Local Rhythms – The New Gilded Age

A little over 100 years ago, Thorstein Veblen published “A Theory of the Leisure Class,” and introduced a new term to the popular lexicon. “Conspicuous consumption,” wrote Veblen, happens when rich people spend their money simply to get attention.

That pretty much sums up the big concert market, where idiots routinely drop 500 bucks on tickets, and then spend most of the show sending cell phone videos to their friends who couldn’t get in.

Then there are the foie gras-gutted hedge fund managers attending the London/Liverpool Rock and Roll Fantasy Camp, jamming at Abbey Road with Jack Bruce and Bill Wyman – for a mere 16 grand.

Travel’s not included, but of course the souvenir DVD is.

Just when it seemed things couldn’t get worse, along comes Social@Ross, a series of five concerts set for this summer in East Hampton, New York

“Everyone’s a VIP here,” coos the ad. Seats are limited to 1,000 for each performance by Billy Joel, James Taylor, Dave Matthews, Tom Petty and Prince, and sold only one way – in blocks of five, at an unheard-of $15,000 each.

Talk about staying one step ahead of StubHub.

The web site talks vaguely of “social consciousness,” but with a background of Porsche grilles and polo players clad in bicep garters, it’s hard to believe such charity is anything more than bringing the leftover hors d’oeuvres to the local soup kitchen after the party.

The promoter has made it clear that he’s in it to raise money for himself. One only hopes that the musicians believe their payday is worth the price of their integrity. That a guy like Petty is participating is nothing short of appalling. He once refused to let MCA release “Damn the Torpedoes” because they wanted to raise the list price by a dollar. Now this?

Of course, the rest of the hoi polloi will pay prices that are a little closer to earth when these artists come to the football stadium – if we want to. I sure don’t.

$15,000 only buys proof that you’re stupid (or rich) enough to waste that kind of money, not intimacy or credibility.

[Tasks]:
**A)** In the column about the new Gilded Age, how many seats are available for each Social@Ross performance?
**B)** Print the column from "A little over" up to and including "couldn’t get in.".
Rely only on the column above for what comes next.

[Recorded data]:
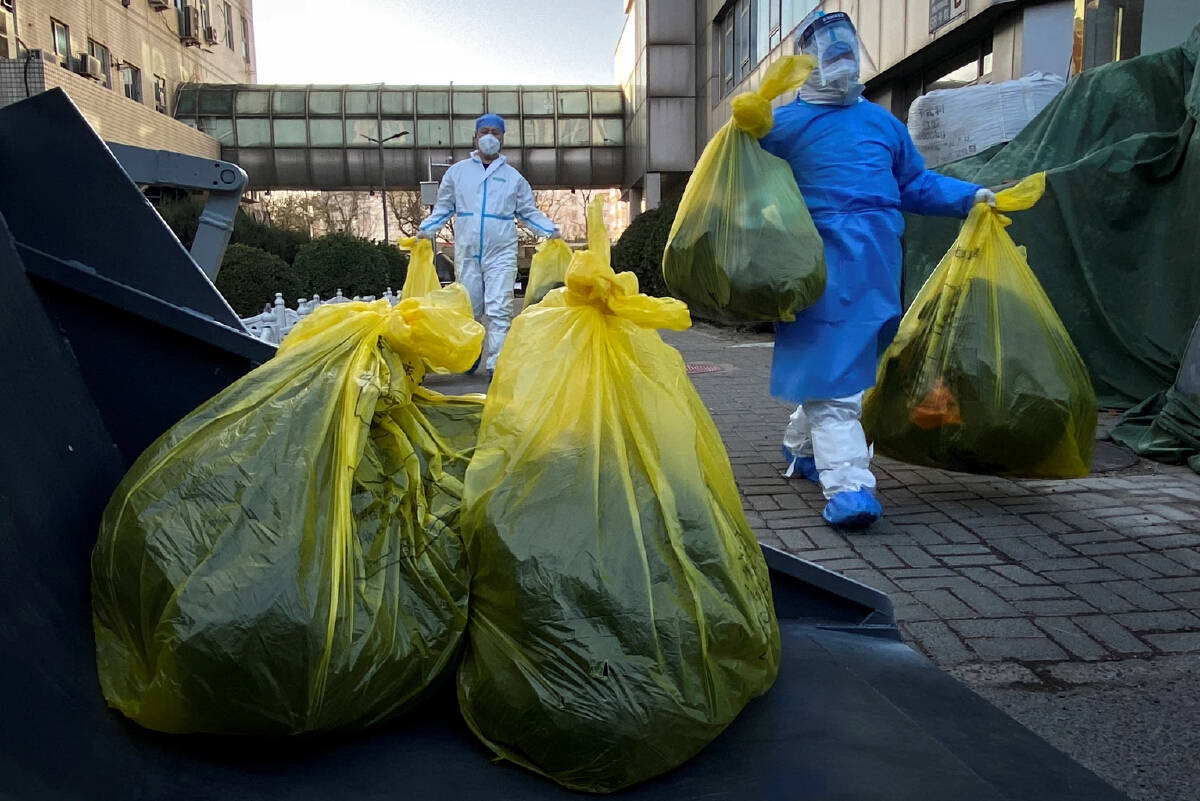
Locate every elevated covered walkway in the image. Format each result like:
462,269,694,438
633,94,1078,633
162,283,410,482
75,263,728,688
175,84,625,191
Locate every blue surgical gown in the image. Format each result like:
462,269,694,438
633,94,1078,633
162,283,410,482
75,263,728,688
761,100,979,404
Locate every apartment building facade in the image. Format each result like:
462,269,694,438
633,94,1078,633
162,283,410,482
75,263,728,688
0,0,257,157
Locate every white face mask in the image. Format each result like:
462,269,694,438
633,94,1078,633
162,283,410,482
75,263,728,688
796,13,864,106
479,133,500,156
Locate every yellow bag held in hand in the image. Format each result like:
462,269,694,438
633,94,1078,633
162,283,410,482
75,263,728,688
400,239,444,302
92,287,484,735
662,55,826,323
458,200,780,791
524,239,571,308
863,173,1098,478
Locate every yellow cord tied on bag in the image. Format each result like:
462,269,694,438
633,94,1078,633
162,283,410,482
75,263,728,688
278,286,485,376
400,237,442,300
524,239,571,308
731,55,817,139
863,173,1098,478
662,55,826,324
542,198,691,331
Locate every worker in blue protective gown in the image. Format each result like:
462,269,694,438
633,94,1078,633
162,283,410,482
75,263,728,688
416,114,560,373
761,12,995,529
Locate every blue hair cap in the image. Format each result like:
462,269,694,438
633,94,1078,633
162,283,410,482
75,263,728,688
475,114,505,133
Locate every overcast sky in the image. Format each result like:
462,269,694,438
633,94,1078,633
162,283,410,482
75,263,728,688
254,0,625,85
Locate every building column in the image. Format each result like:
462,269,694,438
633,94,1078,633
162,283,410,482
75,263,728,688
646,173,662,211
629,186,642,222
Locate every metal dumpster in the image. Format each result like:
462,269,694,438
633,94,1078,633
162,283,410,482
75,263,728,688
0,92,1123,801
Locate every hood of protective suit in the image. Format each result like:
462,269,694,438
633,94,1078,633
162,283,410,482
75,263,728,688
796,11,865,106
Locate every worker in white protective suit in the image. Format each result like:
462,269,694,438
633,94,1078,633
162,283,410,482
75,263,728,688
416,114,562,374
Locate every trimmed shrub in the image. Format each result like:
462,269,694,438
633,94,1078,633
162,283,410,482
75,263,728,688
612,200,679,297
367,242,408,297
216,245,304,317
293,234,388,300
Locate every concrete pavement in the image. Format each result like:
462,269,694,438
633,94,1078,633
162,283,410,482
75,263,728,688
427,325,1200,801
664,326,1200,801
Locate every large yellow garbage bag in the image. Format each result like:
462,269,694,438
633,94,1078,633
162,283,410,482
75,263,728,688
524,239,571,308
458,203,780,791
92,284,484,735
863,173,1098,478
400,239,444,303
662,55,826,323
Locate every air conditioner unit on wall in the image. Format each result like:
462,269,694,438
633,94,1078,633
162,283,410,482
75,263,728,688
76,53,104,80
179,6,200,44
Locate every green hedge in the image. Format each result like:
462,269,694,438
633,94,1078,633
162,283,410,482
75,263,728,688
367,242,408,297
293,234,388,300
612,200,679,297
216,245,304,317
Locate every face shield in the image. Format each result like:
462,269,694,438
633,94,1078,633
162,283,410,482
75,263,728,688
796,11,863,104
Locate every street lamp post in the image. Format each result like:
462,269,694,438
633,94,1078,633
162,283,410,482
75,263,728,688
359,131,408,243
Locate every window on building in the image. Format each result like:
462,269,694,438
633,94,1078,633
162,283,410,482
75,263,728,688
50,19,71,66
558,91,588,116
737,0,755,83
416,92,450,114
767,0,784,50
754,0,780,64
88,40,113,89
592,91,624,114
454,86,484,116
523,120,554,147
592,118,625,147
721,14,738,97
309,120,346,147
271,120,308,147
416,120,450,147
558,119,592,147
308,90,342,116
121,64,142,103
380,91,413,116
454,120,475,147
1072,0,1145,74
487,91,521,116
221,2,233,50
154,76,170,114
346,91,379,115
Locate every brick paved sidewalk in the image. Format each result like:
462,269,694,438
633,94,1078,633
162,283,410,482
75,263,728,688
664,326,1200,800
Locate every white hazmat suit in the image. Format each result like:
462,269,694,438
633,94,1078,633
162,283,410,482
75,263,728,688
421,151,558,371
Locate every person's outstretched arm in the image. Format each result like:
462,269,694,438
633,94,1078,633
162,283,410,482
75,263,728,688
416,169,456,239
893,120,983,218
516,177,560,239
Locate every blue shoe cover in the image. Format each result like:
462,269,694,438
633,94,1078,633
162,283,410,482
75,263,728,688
824,489,883,531
784,445,821,482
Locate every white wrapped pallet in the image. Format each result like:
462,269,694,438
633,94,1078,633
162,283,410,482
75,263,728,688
908,72,1067,167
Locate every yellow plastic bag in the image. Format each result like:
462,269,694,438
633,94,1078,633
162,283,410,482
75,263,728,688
458,196,780,791
524,239,571,308
863,173,1098,478
662,55,826,323
92,287,482,735
400,239,444,302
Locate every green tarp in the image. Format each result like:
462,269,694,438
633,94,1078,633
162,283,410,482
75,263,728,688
1112,387,1200,472
904,21,1200,408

[The responses]:
**A)** 1,000

**B)**
A little over 100 years ago, Thorstein Veblen published “A Theory of the Leisure Class,” and introduced a new term to the popular lexicon. “Conspicuous consumption,” wrote Veblen, happens when rich people spend their money simply to get attention.

That pretty much sums up the big concert market, where idiots routinely drop 500 bucks on tickets, and then spend most of the show sending cell phone videos to their friends who couldn’t get in.